— Langkah yang Dilakukan —
1. Tolong sebutkan semua sistem ejaan yang pernah dipakai bahasa Indonesia menurut teks tentang ejaan di bawah.
2. Sambung teks tentang ejaan bahasa Indonesia di bawah mulai sesudah kalimat terakhirnya.

— Kutipan untuk Dibaca —
• • •

BAB I
PENDAHULUAN
1.1
LATAR BELAKANG
Bahasa
Indonesia sebagai bahasa persatuan telah mengalami begitu banyak perubahan dari
masa ke masa. Bahasa Indonesia pernah menggungkap
berbagai sistem ejaan yang diantaranya, Ejaan Van Opuijsen (1901), Ejaan
Soewandi (1947), Ejaan Pembaharuan (1957), Ejaan Melindo (1972), Ejaan LBK
(1966), dan Ejaan Yang Disempurnakan (1972).
Ejaan Adalah seperangkat aturan atau kaidah pelambangan
bunyi bahasa, pemisahan, penggabungan, dan penulisannya dalam suatu bahasa.
Bataran tersebut menunjukan pengertian kata ejaan berbeda dengan mengeja.
Mengeja adalah kegiatan melafalkan hurud, suku kata, atau kata, sedangkan ejaan
adalah suatu sistem aturan yang jauh lebih luas dari sekedar masalah pelafalan.
Ejaan mengatur keseluruhan cara menuliskan bahasa menggunakan huruf, kata, dan
tanda baca sebagai sarannya.
Ejaan merupakan kaidah yang harus dipatuhi oleh pemakai
bahasa demi keteraturan dan keseragaman hidup, terutama dalam bahasa tulis.

• • •

— Daftar Entri —
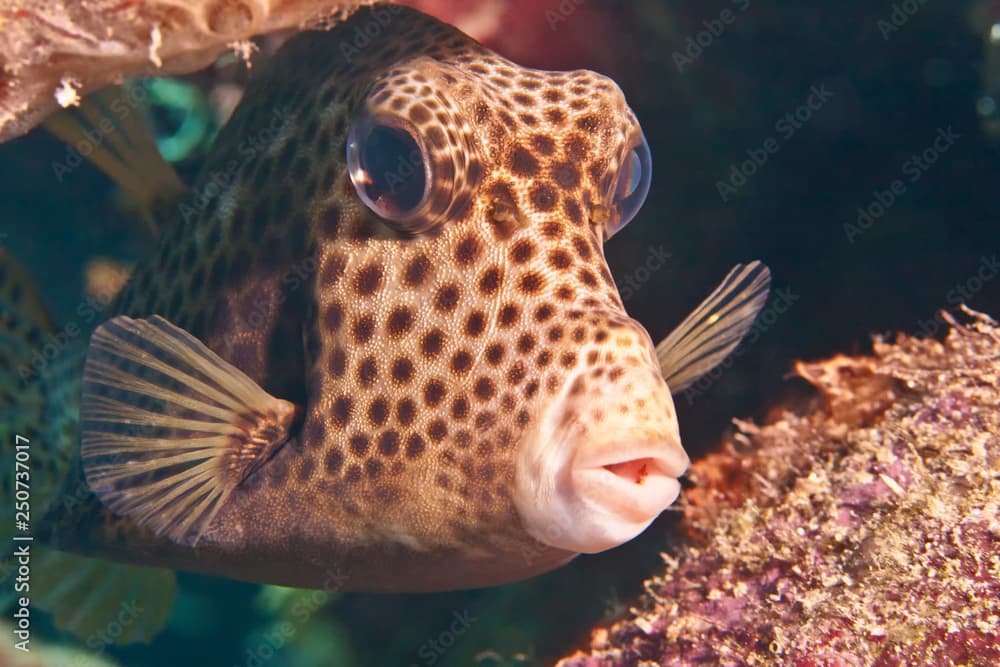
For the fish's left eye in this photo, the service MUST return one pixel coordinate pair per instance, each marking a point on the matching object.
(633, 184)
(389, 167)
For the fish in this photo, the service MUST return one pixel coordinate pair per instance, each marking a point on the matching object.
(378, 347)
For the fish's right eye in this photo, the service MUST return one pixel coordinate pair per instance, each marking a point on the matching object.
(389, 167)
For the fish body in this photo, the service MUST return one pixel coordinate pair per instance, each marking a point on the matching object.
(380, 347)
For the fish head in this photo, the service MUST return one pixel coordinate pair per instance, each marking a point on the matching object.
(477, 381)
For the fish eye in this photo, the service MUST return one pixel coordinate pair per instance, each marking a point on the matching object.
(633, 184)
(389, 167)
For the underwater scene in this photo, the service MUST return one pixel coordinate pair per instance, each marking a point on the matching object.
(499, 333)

• • •

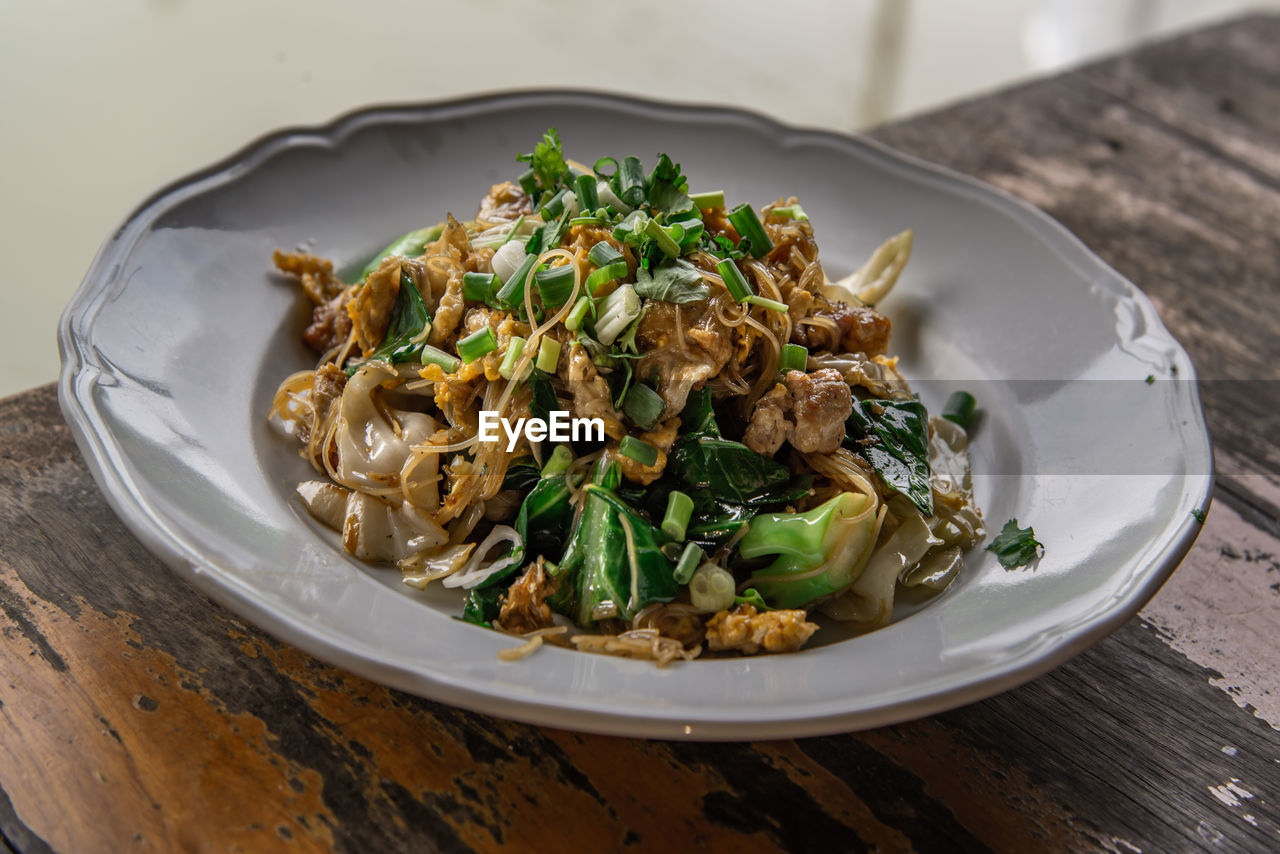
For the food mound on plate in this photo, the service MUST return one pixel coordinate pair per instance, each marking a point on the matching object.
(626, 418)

• • •

— Hasil per Tugas —
1.
- Ejaan Van Opuijsen
- Ejaan Soewandi
- Ejaan Pembaharuan
- Ejaan Melindo
- Ejaan LBK
- Ejaan Yang Disempurnakan

2.
Keteraturan dalam bentuk akan berimplikasi pada ketetapan dan kejelasan makna
1.2
RUMUSAN MASALAH
1. Apa yang dimaksud EYD?
2. Bagaimana perkembangan EYD dari masa
ke masa?
3. Apa saja kaidah-kaidah yang terdapat
dalam EYD?
1.3
TUJUAN PENULISAN
1. Untuk mengetahui apa yang dimaksud
dengan EYD.
2. Untuk mengetahui perkembangan EYD
dari masa ke masa.
3. Untuk mengetahui kaidah-kaidah apa
saja yang terdapat dalam EYD.
1.4
MANFAAT PENULISAN
1. Sebagai bentuk perampungan mata
kuliah Bahasa Indonesia, dalam pemenuhan syarat penilaian.
2. Menambah pemahaman tentang tata cara
penyususnan makalah yang baik dan benar.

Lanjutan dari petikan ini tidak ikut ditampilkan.